[Pointing and labeling entries]
* * *

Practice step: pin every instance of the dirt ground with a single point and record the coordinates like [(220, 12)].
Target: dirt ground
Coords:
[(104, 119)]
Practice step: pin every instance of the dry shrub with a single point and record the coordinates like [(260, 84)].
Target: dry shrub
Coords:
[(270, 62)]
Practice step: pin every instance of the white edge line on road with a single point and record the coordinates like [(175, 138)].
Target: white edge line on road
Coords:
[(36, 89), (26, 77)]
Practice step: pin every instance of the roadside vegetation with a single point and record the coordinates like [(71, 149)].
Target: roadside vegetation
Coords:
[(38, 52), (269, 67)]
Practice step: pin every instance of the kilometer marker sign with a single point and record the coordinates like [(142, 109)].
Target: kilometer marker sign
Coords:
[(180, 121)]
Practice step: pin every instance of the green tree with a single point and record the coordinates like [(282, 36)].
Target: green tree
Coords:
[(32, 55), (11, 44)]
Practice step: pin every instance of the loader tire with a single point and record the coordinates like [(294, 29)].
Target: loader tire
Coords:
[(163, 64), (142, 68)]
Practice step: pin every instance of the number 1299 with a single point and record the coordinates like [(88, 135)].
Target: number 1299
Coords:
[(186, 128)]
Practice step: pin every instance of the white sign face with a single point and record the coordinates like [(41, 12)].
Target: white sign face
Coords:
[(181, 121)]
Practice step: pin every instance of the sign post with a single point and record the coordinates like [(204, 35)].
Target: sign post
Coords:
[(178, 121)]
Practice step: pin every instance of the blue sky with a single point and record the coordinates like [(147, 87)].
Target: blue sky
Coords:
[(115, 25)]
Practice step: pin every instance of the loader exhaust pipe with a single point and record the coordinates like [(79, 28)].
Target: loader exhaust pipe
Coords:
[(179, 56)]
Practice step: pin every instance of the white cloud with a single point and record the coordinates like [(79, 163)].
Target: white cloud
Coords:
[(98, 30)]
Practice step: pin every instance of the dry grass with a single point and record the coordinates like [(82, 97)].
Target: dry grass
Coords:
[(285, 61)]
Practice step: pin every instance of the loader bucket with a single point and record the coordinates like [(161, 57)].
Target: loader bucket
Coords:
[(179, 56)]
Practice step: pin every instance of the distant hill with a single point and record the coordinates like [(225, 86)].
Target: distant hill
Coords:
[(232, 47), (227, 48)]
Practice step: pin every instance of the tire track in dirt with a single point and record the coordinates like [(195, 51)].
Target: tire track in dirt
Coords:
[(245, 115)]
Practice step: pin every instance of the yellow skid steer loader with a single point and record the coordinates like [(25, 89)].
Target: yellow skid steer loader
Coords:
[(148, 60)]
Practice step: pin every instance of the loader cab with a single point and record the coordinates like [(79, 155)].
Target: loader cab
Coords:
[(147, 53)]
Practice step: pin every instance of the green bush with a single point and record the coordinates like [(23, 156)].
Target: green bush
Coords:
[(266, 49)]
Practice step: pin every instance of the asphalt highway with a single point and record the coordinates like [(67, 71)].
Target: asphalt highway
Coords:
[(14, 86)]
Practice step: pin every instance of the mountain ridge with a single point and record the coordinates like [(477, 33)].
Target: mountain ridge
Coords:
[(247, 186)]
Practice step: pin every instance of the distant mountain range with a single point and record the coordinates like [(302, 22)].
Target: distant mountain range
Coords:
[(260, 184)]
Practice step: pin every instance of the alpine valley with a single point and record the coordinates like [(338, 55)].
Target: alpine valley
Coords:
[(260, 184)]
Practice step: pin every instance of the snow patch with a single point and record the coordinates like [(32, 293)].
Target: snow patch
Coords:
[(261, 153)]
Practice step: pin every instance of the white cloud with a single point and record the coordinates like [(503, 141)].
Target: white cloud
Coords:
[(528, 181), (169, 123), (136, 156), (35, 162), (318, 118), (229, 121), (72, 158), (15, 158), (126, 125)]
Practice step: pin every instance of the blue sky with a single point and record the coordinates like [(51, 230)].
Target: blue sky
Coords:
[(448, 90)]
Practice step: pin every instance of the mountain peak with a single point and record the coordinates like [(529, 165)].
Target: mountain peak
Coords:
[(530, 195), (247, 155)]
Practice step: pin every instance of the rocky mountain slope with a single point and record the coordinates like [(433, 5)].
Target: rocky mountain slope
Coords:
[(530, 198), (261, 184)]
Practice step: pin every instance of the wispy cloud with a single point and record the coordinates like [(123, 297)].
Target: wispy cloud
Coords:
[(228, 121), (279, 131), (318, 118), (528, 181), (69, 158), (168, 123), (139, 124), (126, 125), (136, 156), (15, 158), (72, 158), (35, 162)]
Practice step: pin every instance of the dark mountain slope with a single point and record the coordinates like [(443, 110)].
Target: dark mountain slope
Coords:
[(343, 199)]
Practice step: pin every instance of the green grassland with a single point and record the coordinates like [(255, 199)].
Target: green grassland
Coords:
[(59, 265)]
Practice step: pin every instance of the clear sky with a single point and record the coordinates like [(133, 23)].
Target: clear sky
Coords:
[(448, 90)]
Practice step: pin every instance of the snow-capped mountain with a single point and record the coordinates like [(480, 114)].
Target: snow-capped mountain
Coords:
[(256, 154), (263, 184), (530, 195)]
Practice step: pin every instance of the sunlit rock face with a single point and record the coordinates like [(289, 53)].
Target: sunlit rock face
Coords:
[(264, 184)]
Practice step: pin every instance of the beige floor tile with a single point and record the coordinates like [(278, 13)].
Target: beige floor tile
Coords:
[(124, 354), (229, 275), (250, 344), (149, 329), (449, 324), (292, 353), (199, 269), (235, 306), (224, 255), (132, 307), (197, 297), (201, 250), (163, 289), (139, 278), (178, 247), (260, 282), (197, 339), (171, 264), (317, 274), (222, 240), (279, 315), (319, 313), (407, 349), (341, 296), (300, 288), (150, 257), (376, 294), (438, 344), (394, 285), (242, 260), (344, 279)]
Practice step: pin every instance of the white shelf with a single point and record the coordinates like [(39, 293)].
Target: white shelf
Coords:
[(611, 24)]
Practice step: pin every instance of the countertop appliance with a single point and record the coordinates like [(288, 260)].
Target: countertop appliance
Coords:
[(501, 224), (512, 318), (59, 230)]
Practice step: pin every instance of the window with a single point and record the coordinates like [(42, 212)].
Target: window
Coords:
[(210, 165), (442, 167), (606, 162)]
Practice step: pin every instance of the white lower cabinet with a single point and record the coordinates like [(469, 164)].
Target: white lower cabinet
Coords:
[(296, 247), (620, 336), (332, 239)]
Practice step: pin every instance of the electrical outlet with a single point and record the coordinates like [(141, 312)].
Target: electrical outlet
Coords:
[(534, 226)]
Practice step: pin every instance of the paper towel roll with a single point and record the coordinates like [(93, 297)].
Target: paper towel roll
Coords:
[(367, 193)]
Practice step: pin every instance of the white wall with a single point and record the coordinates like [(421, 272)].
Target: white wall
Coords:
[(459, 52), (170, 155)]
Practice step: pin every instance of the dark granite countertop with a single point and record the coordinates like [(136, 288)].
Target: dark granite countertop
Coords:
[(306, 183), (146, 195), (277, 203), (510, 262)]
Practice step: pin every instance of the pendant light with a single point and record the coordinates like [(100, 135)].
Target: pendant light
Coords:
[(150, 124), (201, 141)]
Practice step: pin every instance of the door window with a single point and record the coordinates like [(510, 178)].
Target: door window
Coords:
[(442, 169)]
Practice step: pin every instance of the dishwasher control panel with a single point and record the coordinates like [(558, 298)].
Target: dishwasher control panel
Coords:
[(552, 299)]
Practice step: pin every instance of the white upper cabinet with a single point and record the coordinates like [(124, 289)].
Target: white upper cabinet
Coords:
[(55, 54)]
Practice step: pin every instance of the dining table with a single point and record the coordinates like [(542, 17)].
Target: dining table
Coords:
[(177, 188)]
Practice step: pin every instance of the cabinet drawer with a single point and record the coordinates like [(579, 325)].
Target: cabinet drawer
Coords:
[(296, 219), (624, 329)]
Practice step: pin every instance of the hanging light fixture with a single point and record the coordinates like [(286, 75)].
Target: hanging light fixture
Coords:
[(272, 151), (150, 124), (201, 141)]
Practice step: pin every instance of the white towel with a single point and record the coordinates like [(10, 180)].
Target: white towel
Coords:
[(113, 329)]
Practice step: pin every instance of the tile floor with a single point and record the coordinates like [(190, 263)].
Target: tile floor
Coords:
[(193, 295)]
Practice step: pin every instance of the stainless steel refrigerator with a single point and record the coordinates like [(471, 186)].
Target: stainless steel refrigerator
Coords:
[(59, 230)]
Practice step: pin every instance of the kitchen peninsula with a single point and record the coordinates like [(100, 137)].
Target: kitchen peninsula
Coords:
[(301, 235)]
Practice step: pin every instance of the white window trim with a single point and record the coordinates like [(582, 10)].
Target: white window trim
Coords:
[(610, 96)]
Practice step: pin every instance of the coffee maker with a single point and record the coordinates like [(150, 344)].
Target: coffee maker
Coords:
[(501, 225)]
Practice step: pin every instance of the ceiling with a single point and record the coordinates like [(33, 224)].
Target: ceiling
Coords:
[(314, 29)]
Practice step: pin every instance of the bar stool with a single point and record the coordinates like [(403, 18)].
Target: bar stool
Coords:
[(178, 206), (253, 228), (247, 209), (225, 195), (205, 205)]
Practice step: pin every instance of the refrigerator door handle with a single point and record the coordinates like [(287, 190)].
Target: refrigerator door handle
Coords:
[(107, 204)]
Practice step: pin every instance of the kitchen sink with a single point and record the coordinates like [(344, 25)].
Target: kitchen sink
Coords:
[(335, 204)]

* * *

Please copy out word for word everything in the records above from the line containing "Practice step: pin every instance of the beige" down to the line containing "[(210, 165), (442, 167), (606, 162)]", including both of those lines and nothing else.

Practice step: pin every instance of the beige floor tile with a single point and record the coordinates like [(278, 13)].
Target: beige floor tile
Coords:
[(124, 354), (229, 275), (250, 344), (149, 329), (449, 324), (292, 353), (199, 269), (235, 306), (224, 255), (132, 307), (197, 297), (201, 250), (163, 289), (139, 278), (178, 247), (260, 282), (197, 339), (171, 264), (317, 274), (222, 240), (279, 315), (319, 313), (407, 349), (341, 296), (300, 288), (150, 257), (376, 294), (438, 344), (394, 285), (242, 260), (344, 279)]
Practice step: pin every instance of the white shelf with a single point and record the coordinates like [(39, 293)].
Target: white shelf
Coords:
[(611, 24)]
Practice step: pin every instance of the countertop appliance with a single point and record the coordinates like [(288, 260)].
Target: countertop appliance
Coords:
[(501, 224), (512, 318), (59, 230)]
Practice step: pin every instance of the window with a single point and record the coordinates like [(42, 212)].
Target: window
Coords:
[(210, 165), (442, 167), (606, 162)]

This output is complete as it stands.